• Records for the exercise:
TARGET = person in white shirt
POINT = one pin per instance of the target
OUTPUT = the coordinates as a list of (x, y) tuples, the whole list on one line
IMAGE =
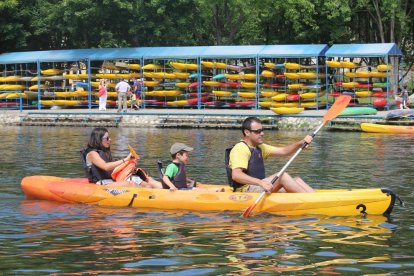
[(122, 88)]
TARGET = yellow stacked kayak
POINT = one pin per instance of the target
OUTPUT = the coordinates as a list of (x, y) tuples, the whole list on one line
[(379, 128), (328, 202)]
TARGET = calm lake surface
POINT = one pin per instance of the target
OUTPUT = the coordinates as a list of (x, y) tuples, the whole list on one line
[(41, 237)]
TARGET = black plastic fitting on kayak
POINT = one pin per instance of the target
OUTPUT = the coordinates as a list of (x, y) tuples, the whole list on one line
[(394, 196)]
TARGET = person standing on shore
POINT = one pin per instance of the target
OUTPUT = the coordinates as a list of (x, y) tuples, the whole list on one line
[(122, 88), (405, 97), (103, 95), (245, 162), (136, 92)]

• The task:
Rewrite all of the records above with "pin" renamed to "marker" and everything else unchanged, leaving out the pictures.

• Written answer:
TARGET = person in white shirt
POINT = one marker per instance of the target
OUTPUT = the coordinates as a list of (x, y) tuples, the whole list on one line
IMAGE =
[(122, 88)]
TARGET = yellow stacked kayak
POINT = one marker per instance of the target
OUTPUT = the coordinates as a list of (x, y) tuples, the whole list on one line
[(379, 128), (328, 202)]
TARGET = calm lake surface
POINT = one marker per instance of the target
OUTPUT = the coordinates as a list of (x, y) tuples, the whole list on one line
[(41, 237)]
TARGET = black plastic fitting on kayak
POINT = one marker per instance of the target
OUTPUT = the coordinates as a list of (x, y) tuples, the whole list on one line
[(394, 196)]
TARGET = person standing on shore
POINT = one marker per instance of the target
OUTPUT = the coordinates as a list of (x, y) tuples, the whole list on one line
[(122, 88), (405, 97), (103, 95), (245, 162), (136, 92)]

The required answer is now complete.